=== Saved entries ===
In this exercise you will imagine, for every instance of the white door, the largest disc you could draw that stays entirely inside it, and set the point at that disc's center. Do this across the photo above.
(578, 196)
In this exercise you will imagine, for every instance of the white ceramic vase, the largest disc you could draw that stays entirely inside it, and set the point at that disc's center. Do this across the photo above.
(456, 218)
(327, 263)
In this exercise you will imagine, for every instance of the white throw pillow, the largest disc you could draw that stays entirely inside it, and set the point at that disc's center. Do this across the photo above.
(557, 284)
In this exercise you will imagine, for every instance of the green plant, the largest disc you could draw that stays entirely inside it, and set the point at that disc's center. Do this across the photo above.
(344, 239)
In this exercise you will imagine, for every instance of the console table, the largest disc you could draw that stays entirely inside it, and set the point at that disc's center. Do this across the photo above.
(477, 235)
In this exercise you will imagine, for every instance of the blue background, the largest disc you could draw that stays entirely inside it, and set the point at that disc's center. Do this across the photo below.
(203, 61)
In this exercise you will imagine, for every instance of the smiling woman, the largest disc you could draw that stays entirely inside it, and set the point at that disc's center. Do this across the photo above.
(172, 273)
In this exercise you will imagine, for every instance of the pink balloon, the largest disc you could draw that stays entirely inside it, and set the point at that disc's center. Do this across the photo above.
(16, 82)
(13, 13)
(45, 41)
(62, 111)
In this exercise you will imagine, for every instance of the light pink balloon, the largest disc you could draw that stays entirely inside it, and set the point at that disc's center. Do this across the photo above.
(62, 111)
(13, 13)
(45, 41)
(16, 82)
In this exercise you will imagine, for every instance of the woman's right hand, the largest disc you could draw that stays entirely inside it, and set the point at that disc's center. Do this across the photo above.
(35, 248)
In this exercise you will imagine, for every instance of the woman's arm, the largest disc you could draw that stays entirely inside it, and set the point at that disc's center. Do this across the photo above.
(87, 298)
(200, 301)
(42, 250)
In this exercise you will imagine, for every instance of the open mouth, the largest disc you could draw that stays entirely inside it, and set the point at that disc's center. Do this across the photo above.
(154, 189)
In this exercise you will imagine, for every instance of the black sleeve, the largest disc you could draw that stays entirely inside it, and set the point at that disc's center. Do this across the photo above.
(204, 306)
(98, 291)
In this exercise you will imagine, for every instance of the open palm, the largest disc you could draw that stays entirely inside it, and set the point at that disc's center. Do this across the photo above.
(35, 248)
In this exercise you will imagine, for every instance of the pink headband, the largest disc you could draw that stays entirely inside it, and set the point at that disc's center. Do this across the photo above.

=== WHAT YOU WILL DO ===
Print exactly the lines between the line with "woman's arm, the" and the final line of the records above, both included.

=== PROBLEM SOLUTION ===
In this exercise you will imagine, for every instance of the woman's arm, the largest disc you could draw that stays entirely inside it, and set the point at that disc's center. Do this across the photo above.
(87, 298)
(200, 301)
(42, 250)
In this exercise you will imagine, for every instance of the open mouth, the largest disc you could draw that stays entirely inside it, and set the point at that disc's center. Do this across the photo above.
(154, 189)
In this exercise you will imagine, for every instance of the black sleeve, the largest disc you could draw that stays entirely inside it, and set the point at that disc's center. Do this across the photo above.
(204, 306)
(98, 291)
In this exercise you will imagine, for every instance of the open palm, the largest disc you could draw that stays entirely inside it, and set the point at that disc's center. Do this across the photo above.
(35, 248)
In this exercise you will imagine, for every instance of the pink headband, the largest disc you could draw that stays entirely inside it, and set the point at that disc's center. Do this across the photo above.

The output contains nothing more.